● INSTRUCTION:
Pick out every line in the rows below that contains the word "ridge" and copy each of those lines.

■ ■ ■ ■

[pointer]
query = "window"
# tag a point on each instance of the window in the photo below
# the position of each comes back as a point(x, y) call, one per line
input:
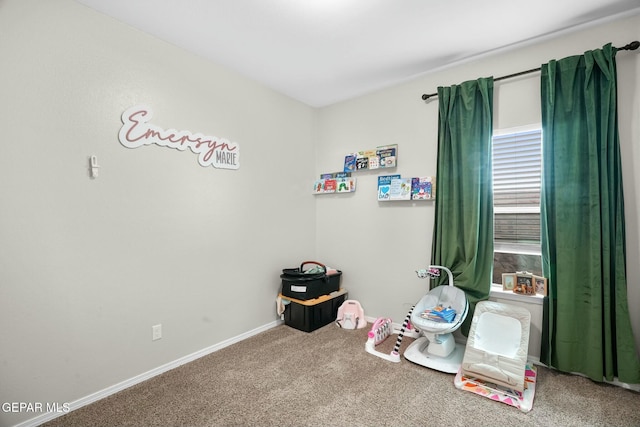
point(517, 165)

■ ■ ■ ■

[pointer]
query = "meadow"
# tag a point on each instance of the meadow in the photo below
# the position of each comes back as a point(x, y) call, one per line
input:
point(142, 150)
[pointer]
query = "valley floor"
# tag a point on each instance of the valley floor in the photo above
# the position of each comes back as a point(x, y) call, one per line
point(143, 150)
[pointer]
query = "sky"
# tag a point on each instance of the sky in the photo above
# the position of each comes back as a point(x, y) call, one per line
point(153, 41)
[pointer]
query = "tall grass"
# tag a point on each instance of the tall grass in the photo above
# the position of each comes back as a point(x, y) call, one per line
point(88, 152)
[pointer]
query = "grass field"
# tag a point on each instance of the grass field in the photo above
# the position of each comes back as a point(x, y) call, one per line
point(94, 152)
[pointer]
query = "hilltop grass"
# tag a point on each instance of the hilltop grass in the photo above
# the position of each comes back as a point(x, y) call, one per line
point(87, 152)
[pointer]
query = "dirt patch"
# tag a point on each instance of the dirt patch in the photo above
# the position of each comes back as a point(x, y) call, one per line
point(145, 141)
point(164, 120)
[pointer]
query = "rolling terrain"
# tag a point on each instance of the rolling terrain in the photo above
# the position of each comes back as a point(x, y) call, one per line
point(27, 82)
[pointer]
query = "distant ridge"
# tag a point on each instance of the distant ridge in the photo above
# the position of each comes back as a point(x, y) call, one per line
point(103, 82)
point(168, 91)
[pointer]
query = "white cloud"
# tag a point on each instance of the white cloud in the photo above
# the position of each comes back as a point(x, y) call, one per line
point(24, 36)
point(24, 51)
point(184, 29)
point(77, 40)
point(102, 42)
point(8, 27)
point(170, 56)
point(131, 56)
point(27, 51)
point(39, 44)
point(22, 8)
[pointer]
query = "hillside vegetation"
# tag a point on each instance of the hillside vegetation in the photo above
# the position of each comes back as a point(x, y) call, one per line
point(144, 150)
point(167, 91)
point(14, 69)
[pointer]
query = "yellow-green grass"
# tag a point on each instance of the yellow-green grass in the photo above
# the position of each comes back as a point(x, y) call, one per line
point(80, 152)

■ ■ ■ ■

● COMPLETE RESPONSE:
query = "distant ridge"
# tag a point on each instance of the distant ridge in the photo above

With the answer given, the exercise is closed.